En ce qui concerne le repositionnement du dispositif du « 1% », l’étude conseille, entre autres, de clarifier la finalité du dispositif entre « apprentissage » (ou « aide à la décision ») et redevabilité ; puis, de compléter le « 1% » par un fonds complémentaire ou « pot commun », afin d’aider les ONG bénéficiant des plus faibles subventions à faire recours à des expertises externes. Il serait intéressant, troisièmement, de les repositionner par rapport au cadre stratégique de l’approche par programme, compte tenu du fait que les études effectuées par les ONG sont de nature très diverse. Ceci pourrait être couplé à un dispositif plus vaste de « gestion des savoirs » ou « d’apprentissage collectif » de type IKM [3]
Par rapport aux actions sur la pratique des ONG, une première proposition est celle de construire un cadre méthodologique unifié sur les étapes du déroulement d’une évaluation, ainsi que sur les référentiels (critères) par type d’activités (avec notamment une standardisation des termes de référence, les critères de choix des experts ou le format des rapports). Des outils méthodologiques existants pourraient être mis à profit à ce propos. Enfin, une autre amélioration méthodologique qui semble prioritaire, est celle du renforcement de l’appropriation des évaluations par les ONG et leurs partenaires, car le suivi des évaluations, leur contrôle de qualité et l’utilisation de leurs résultats, figurent parmi les points les plus faibles épinglés par l’IRAM.

════════════════

# Consigne 1:
Répondez aux questions suivantes à partir de l'extrait.
(a) Entre quelles deux finalités l'étude conseille-t-elle de clarifier le dispositif du « 1% » ?
(b) À quoi servirait le fonds complémentaire ou « pot commun » ?
(c) Quels aspects des évaluations figurent parmi les points les plus faibles épinglés par l'IRAM ?
L'extrait et les entrées constituent deux ensembles indépendants l'un de l'autre.

# Données à utiliser:
════════════════

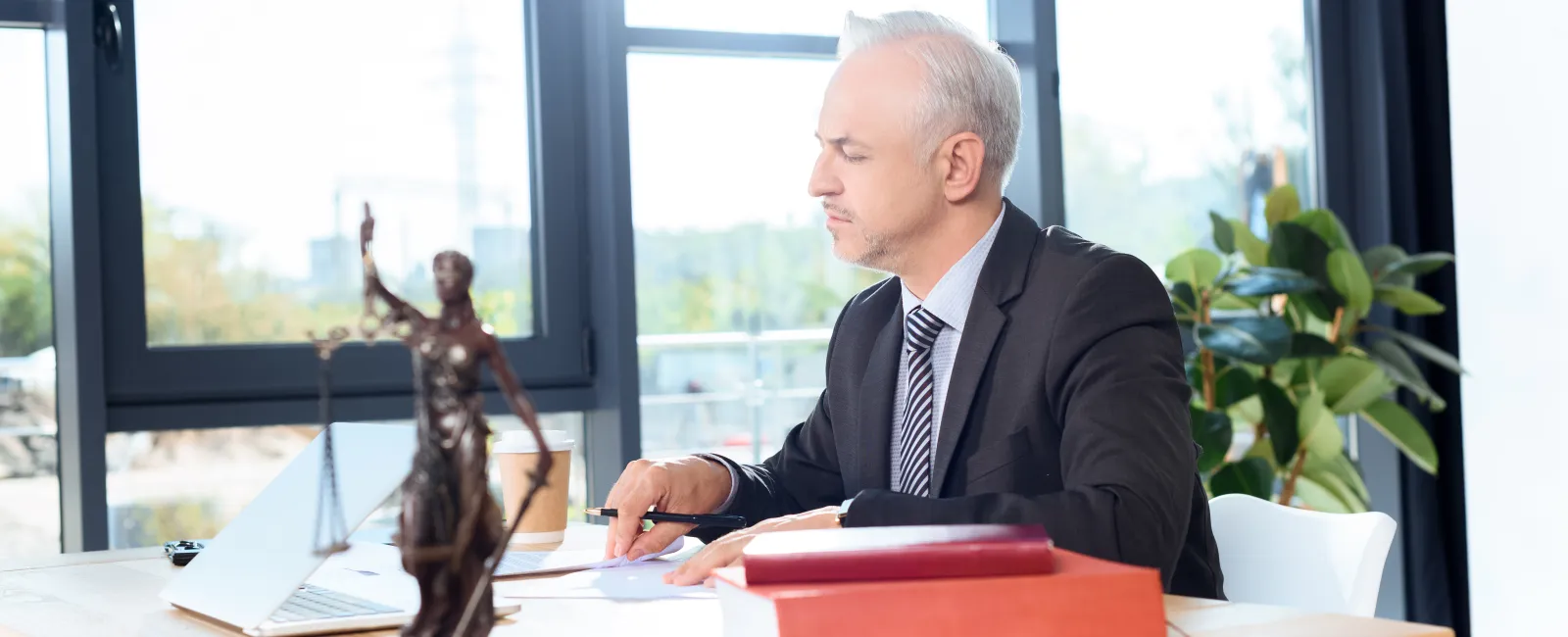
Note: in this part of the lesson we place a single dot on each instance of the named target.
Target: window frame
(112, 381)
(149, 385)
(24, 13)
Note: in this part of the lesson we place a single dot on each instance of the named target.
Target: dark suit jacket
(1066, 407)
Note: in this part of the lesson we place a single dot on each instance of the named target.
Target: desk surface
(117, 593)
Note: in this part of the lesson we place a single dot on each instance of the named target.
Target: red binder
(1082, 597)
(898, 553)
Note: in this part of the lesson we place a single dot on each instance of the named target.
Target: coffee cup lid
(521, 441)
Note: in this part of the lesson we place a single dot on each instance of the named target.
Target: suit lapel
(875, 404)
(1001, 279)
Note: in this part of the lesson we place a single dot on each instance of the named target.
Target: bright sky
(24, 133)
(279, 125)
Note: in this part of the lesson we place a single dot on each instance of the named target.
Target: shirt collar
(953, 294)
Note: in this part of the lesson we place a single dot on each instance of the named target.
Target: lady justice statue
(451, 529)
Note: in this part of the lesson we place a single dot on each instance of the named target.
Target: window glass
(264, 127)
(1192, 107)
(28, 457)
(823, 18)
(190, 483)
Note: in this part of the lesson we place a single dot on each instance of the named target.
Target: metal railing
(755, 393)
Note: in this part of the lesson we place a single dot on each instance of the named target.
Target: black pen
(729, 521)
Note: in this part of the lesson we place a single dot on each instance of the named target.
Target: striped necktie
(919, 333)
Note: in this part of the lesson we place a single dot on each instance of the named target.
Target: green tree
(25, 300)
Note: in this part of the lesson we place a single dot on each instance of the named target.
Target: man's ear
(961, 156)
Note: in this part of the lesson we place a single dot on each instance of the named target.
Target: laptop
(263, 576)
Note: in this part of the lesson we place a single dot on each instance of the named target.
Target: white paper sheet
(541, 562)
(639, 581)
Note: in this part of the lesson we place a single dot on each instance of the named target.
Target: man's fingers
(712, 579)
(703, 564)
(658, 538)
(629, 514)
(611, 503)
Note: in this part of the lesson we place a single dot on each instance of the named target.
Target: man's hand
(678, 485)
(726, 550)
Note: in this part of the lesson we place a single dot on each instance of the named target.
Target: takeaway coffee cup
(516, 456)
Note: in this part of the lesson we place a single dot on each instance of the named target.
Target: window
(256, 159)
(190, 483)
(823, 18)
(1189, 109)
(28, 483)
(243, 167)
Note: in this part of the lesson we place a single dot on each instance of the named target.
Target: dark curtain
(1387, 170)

════════════════

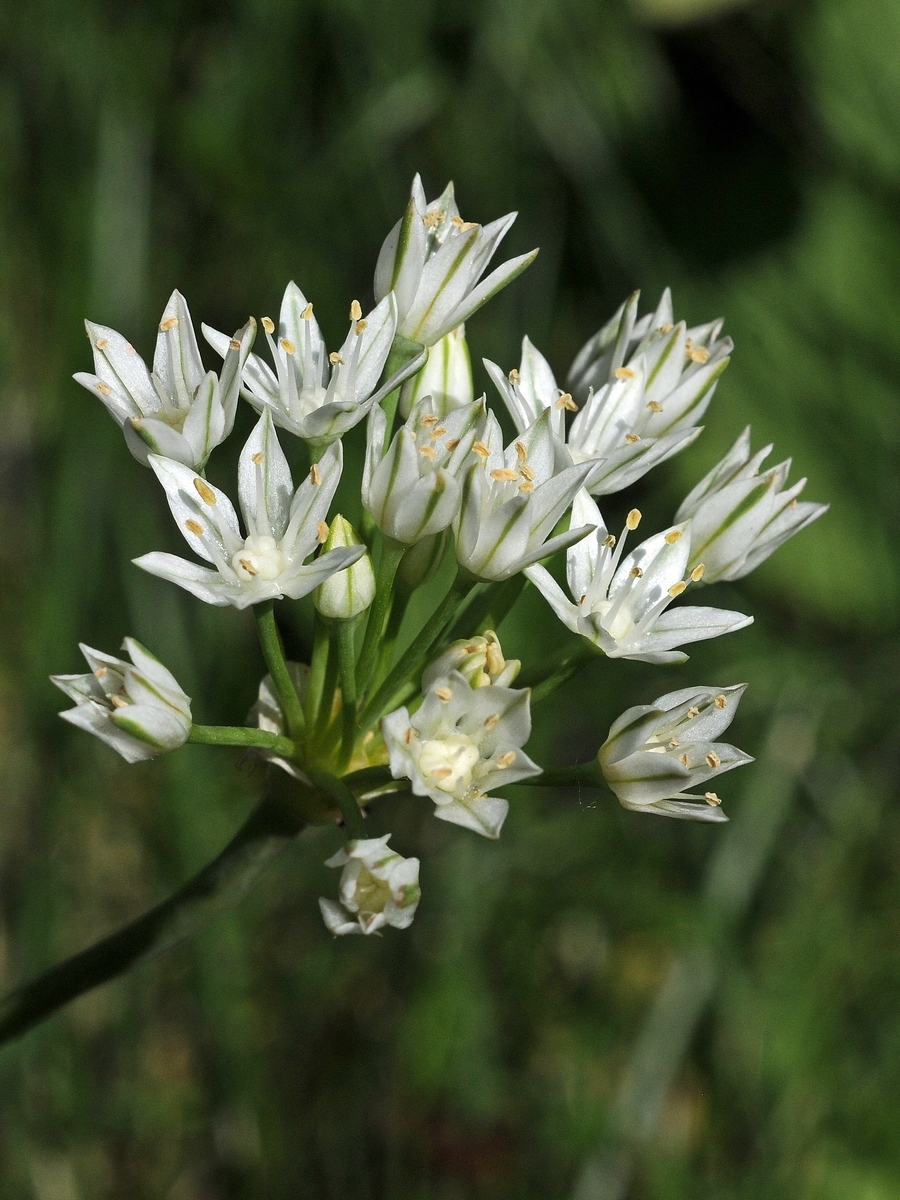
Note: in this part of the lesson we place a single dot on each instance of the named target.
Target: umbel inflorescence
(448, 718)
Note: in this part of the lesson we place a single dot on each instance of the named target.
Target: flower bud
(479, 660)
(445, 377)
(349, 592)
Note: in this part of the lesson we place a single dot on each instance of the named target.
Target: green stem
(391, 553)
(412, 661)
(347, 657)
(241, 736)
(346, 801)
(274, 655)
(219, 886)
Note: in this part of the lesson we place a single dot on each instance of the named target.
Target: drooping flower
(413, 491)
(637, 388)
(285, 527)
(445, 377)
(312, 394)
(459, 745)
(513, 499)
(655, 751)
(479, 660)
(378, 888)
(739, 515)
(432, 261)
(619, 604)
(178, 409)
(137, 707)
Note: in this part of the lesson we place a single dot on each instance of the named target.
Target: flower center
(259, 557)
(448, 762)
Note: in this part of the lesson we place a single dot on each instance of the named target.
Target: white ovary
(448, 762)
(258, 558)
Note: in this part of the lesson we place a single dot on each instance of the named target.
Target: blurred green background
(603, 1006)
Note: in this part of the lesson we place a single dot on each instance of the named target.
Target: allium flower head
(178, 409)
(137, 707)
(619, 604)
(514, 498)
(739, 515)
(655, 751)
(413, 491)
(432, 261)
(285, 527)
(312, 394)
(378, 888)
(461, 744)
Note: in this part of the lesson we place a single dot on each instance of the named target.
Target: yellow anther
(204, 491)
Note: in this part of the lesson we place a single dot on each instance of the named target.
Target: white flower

════════════════

# Consigne 2:
Comptez les lignes des entrées qui contiennent la chaîne « green », en tenant compte de la casse, et indiquez uniquement ce nombre.

# Réponse rédigée 1:
(a) Entre « apprentissage » (ou « aide à la décision ») et redevabilité.
(b) À aider les ONG bénéficiant des plus faibles subventions à faire recours à des expertises externes.
(c) Le suivi des évaluations, leur contrôle de qualité et l'utilisation de leurs résultats.

# Réponse rédigée 2:
3